Exercise brief — An exact copy of all records is expected, minus the images.

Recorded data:
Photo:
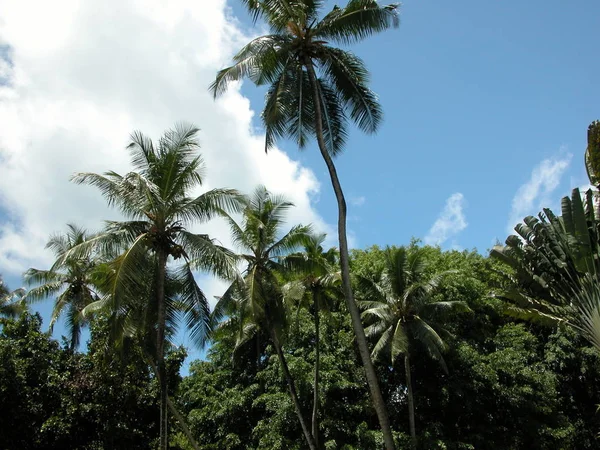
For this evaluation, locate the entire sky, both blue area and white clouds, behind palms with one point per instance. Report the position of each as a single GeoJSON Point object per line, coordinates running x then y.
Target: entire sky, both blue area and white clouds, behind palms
{"type": "Point", "coordinates": [486, 109]}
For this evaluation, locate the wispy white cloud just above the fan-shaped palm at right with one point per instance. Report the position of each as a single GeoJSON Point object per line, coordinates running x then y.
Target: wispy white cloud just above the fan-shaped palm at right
{"type": "Point", "coordinates": [535, 193]}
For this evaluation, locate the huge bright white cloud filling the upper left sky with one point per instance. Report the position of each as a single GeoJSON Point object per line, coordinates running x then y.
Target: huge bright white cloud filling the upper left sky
{"type": "Point", "coordinates": [86, 74]}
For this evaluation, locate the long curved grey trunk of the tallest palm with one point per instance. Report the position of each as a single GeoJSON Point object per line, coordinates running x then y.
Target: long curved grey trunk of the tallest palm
{"type": "Point", "coordinates": [359, 331]}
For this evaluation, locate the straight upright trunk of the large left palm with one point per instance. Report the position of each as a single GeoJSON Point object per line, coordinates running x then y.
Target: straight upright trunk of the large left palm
{"type": "Point", "coordinates": [160, 347]}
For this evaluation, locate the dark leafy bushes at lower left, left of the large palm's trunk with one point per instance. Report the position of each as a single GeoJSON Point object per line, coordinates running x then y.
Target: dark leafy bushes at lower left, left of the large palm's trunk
{"type": "Point", "coordinates": [54, 398]}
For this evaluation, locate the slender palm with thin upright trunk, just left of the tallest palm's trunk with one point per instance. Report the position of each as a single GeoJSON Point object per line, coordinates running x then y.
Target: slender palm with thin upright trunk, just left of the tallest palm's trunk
{"type": "Point", "coordinates": [318, 284]}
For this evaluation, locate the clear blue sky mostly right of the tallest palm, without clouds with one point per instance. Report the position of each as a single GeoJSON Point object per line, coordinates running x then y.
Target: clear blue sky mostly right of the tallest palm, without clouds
{"type": "Point", "coordinates": [476, 95]}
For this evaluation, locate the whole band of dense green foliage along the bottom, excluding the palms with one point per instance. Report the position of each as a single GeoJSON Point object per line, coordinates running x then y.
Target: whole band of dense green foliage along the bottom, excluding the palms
{"type": "Point", "coordinates": [509, 385]}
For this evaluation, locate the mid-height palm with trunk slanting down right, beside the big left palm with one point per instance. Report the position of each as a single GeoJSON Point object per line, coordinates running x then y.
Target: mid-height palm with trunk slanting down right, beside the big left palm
{"type": "Point", "coordinates": [258, 300]}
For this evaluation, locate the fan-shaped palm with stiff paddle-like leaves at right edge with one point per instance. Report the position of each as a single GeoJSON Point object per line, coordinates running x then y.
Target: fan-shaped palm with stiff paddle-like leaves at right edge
{"type": "Point", "coordinates": [555, 262]}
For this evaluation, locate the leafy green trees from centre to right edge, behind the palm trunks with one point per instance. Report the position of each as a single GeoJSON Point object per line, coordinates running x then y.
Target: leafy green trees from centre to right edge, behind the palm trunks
{"type": "Point", "coordinates": [510, 385]}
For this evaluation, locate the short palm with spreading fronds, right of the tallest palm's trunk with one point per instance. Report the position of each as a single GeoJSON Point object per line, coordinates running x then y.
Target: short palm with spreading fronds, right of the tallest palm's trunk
{"type": "Point", "coordinates": [397, 302]}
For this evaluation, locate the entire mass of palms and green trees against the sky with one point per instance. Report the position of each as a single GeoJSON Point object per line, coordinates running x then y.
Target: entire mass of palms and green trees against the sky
{"type": "Point", "coordinates": [483, 352]}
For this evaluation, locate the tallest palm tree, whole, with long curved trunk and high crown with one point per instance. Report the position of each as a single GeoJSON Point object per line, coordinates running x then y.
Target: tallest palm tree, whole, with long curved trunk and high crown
{"type": "Point", "coordinates": [311, 86]}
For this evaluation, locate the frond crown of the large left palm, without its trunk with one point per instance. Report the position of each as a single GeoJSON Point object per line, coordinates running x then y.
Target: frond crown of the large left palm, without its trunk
{"type": "Point", "coordinates": [155, 197]}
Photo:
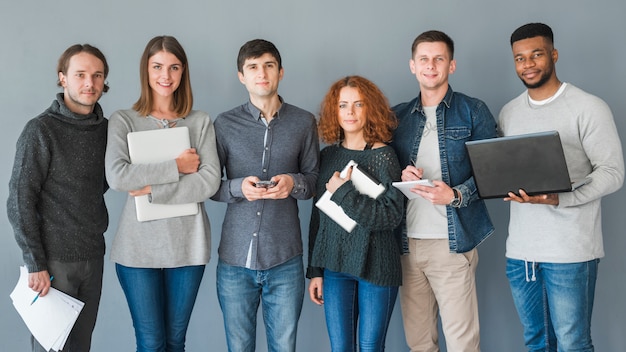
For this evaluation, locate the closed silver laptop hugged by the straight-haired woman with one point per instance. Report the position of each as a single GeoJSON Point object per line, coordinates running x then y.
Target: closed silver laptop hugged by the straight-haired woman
{"type": "Point", "coordinates": [155, 146]}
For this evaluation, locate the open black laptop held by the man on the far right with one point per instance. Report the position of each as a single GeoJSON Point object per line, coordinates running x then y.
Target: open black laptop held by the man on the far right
{"type": "Point", "coordinates": [533, 162]}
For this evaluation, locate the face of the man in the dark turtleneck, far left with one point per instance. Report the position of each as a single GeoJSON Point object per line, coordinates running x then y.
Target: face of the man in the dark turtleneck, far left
{"type": "Point", "coordinates": [83, 83]}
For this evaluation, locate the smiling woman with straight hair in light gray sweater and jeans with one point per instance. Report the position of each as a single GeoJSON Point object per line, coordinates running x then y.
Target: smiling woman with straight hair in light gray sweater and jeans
{"type": "Point", "coordinates": [160, 263]}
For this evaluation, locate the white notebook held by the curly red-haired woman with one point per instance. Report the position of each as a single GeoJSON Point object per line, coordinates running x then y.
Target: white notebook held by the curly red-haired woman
{"type": "Point", "coordinates": [363, 182]}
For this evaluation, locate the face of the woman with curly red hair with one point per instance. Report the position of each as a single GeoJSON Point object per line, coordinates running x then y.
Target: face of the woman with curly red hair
{"type": "Point", "coordinates": [351, 114]}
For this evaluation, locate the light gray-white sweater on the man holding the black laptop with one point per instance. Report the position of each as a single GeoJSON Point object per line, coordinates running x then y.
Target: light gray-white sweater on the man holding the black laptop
{"type": "Point", "coordinates": [572, 231]}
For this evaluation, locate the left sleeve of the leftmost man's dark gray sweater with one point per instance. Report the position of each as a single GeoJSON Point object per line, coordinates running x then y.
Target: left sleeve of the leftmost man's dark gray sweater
{"type": "Point", "coordinates": [30, 167]}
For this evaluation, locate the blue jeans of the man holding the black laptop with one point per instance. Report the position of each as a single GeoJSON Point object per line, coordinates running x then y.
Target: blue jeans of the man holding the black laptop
{"type": "Point", "coordinates": [554, 302]}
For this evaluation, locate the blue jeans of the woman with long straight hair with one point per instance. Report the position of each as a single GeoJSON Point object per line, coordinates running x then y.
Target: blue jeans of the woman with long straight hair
{"type": "Point", "coordinates": [160, 303]}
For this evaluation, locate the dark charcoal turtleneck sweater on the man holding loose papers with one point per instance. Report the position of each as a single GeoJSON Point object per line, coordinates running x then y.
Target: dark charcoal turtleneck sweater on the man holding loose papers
{"type": "Point", "coordinates": [56, 204]}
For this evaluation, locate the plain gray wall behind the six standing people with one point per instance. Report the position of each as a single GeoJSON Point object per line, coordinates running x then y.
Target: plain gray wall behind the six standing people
{"type": "Point", "coordinates": [320, 41]}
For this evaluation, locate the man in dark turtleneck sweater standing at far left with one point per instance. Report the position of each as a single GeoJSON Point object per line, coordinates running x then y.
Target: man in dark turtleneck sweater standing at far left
{"type": "Point", "coordinates": [56, 203]}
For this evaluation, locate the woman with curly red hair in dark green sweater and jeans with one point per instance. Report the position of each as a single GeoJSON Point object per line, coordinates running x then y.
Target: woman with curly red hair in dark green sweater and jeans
{"type": "Point", "coordinates": [356, 274]}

Task response —
Photo:
For this evaluation, locate the entire sky, both blue area and white clouds, behind palms with one point per instance. Report the position of each as a single GeoJSON Point object per line, coordinates running x then y.
Target: entire sky, both blue area and white clouds, behind palms
{"type": "Point", "coordinates": [486, 109]}
For this evaluation, locate the wispy white cloud just above the fan-shaped palm at right with one point per instance. Report the position of each as a single GeoJSON Point object per line, coordinates running x then y.
Target: wispy white cloud just above the fan-shaped palm at right
{"type": "Point", "coordinates": [535, 193]}
For this evaluation, locate the huge bright white cloud filling the upper left sky with one point per instance. Report the position of each as a single GeoJSON Point object per line, coordinates running x then y.
Target: huge bright white cloud filling the upper left sky
{"type": "Point", "coordinates": [86, 74]}
For this evaluation, locate the long curved grey trunk of the tallest palm with one point per instance. Report the position of each as a single GeoJSON Point object per line, coordinates running x then y.
Target: long curved grey trunk of the tallest palm
{"type": "Point", "coordinates": [359, 331]}
For this evaluation, locate the straight upright trunk of the large left palm with one point per instance. Report the position of each as a single GeoJSON Point object per line, coordinates running x then y.
Target: straight upright trunk of the large left palm
{"type": "Point", "coordinates": [160, 347]}
For this evaluation, locate the dark leafy bushes at lower left, left of the large palm's trunk with one point per instance. Report the position of each as a single GeoJSON Point object per line, coordinates running x then y.
Target: dark leafy bushes at lower left, left of the large palm's trunk
{"type": "Point", "coordinates": [54, 398]}
For this evaluation, locate the slender palm with thin upright trunk, just left of the tallest palm's trunk with one point per instance. Report the position of each as a single GeoJSON Point object per line, coordinates running x then y.
Target: slender palm with thin upright trunk, just left of the tallest palm's trunk
{"type": "Point", "coordinates": [318, 284]}
For this evaluation, locate the clear blue sky mostly right of the tallest palm, without clouds with one point per instance. Report the position of each as a single GeoJSON Point object per line, coordinates running x then y.
Target: clear blue sky mostly right of the tallest palm, without clouds
{"type": "Point", "coordinates": [476, 95]}
For this evaluation, locate the whole band of dense green foliage along the bottom, excluding the palms with one point per instance. Report the position of each as a single GeoJSON Point object per line, coordinates running x then y.
Target: whole band of dense green foliage along the bottom, excluding the palms
{"type": "Point", "coordinates": [509, 385]}
For this evaluation, locate the mid-height palm with trunk slanting down right, beside the big left palm with one point per instance. Report the position of each as a single GeoJSON Point object per line, coordinates running x then y.
Target: mid-height palm with trunk slanting down right, beside the big left palm
{"type": "Point", "coordinates": [258, 300]}
For this evaluation, locate the fan-shaped palm with stiff paddle-like leaves at right edge with one point per instance. Report the position of each as a single GeoJSON Point object per line, coordinates running x then y.
Target: fan-shaped palm with stiff paddle-like leaves at right edge
{"type": "Point", "coordinates": [555, 262]}
For this evaluation, locate the leafy green trees from centre to right edge, behind the palm trunks with one point per instance. Report the position of each as a single GeoJSON Point object per line, coordinates running x then y.
Target: leafy green trees from centre to right edge, behind the palm trunks
{"type": "Point", "coordinates": [510, 385]}
For this evaluation, locate the short palm with spreading fronds, right of the tallest palm's trunk with one point per instance. Report the position of each as a single GeoJSON Point object per line, coordinates running x then y.
Target: short palm with spreading fronds, right of the tallest palm's trunk
{"type": "Point", "coordinates": [397, 302]}
For this evaluation, locate the entire mass of palms and green trees against the sky with one point per instance. Report the position of each as a single GeoJSON Point object per line, coordinates running x then y.
Target: entire mass of palms and green trees against the sky
{"type": "Point", "coordinates": [483, 352]}
For this evaluation, locate the tallest palm tree, whole, with long curved trunk and high crown with one point per instance. Report the position of each as a single GeoJSON Point object per line, coordinates running x then y.
Target: tallest palm tree, whole, with long curved trunk and high crown
{"type": "Point", "coordinates": [311, 86]}
For this evaluation, locate the frond crown of the large left palm, without its trunk with one point per instance. Report the position of each as a single GeoJSON Point object per line, coordinates running x then y.
Target: frond crown of the large left palm, without its trunk
{"type": "Point", "coordinates": [155, 197]}
Photo:
For this evaluation, locate the closed silver laptop hugged by the straight-haired woman with one point per instance. Report the position of each as a single GeoJSON Point object per line, coordinates running x then y.
Target: closed silver laptop hugged by the straight-haired woman
{"type": "Point", "coordinates": [155, 146]}
For this evaluation, locate the open black laptop held by the man on the far right with one point per instance. Report the position of each as a single GeoJSON Point object per line, coordinates running x then y.
Target: open black laptop held by the man on the far right
{"type": "Point", "coordinates": [533, 162]}
For this evaluation, locate the face of the man in the dark turtleneck, far left with one point per instance. Report the position of each as a single GeoJSON Point object per line, coordinates running x then y.
Target: face of the man in the dark turtleneck, far left
{"type": "Point", "coordinates": [83, 83]}
For this evaluation, locate the smiling woman with straight hair in light gray sweater and jeans with one point per instance. Report the position of each as a single GeoJSON Point object per line, coordinates running x then y.
Target: smiling woman with straight hair in light gray sweater and jeans
{"type": "Point", "coordinates": [160, 263]}
For this evaluation, locate the white notebook held by the curly red-haired woman with one point per instance. Report the position of each as a single GeoJSON Point object per line, coordinates running x then y.
Target: white notebook held by the curly red-haired woman
{"type": "Point", "coordinates": [363, 182]}
For this evaluation, locate the face of the woman with curly red hair with one point per instance. Report the position of each as a single GeoJSON Point object per line, coordinates running x then y.
Target: face of the woman with curly red hair
{"type": "Point", "coordinates": [351, 114]}
For this evaluation, locate the light gray-white sweater on the man holding the black laptop with one point per instance. Report the position of each as a single GeoJSON Point object per line, coordinates running x then y.
Target: light gray-white sweater on the man holding the black laptop
{"type": "Point", "coordinates": [572, 231]}
For this evaluation, locate the left sleeve of the leftmost man's dark gray sweater with one point per instance. Report the position of each as a single GeoJSON Point object per line, coordinates running x then y.
Target: left sleeve of the leftmost man's dark gray sweater
{"type": "Point", "coordinates": [30, 167]}
For this evaluation, locate the blue jeans of the man holding the black laptop with one point per instance. Report the position of each as a single GeoJSON Point object per line, coordinates running x then y.
Target: blue jeans of the man holding the black laptop
{"type": "Point", "coordinates": [554, 302]}
For this evaluation, locate the blue jeans of the woman with long straight hair with one point per instance. Report the position of each as a single GeoJSON Point object per line, coordinates running x then y.
Target: blue jeans of the woman with long straight hair
{"type": "Point", "coordinates": [160, 303]}
For this evaluation, locate the dark charcoal turtleneck sweater on the man holding loose papers with one point per instance. Report the position of each as a single GeoJSON Point object per line, coordinates running x then y.
Target: dark charcoal turtleneck sweater on the man holding loose papers
{"type": "Point", "coordinates": [56, 204]}
For this evaluation, locate the plain gray wall behind the six standing people with one point per instance. Report the position of each as a single GeoJSON Point object per line, coordinates running x then y.
Target: plain gray wall behind the six standing people
{"type": "Point", "coordinates": [320, 41]}
For this evaluation, locate the man in dark turtleneck sweater standing at far left with one point per instance. Report the position of each as a single GeoJSON Point object per line, coordinates running x then y.
Target: man in dark turtleneck sweater standing at far left
{"type": "Point", "coordinates": [56, 203]}
For this evaluation, locate the woman with curly red hair in dark green sweater and jeans with one point per instance. Report the position of each as a single GeoJSON Point object per line, coordinates running x then y.
Target: woman with curly red hair in dark green sweater and jeans
{"type": "Point", "coordinates": [356, 274]}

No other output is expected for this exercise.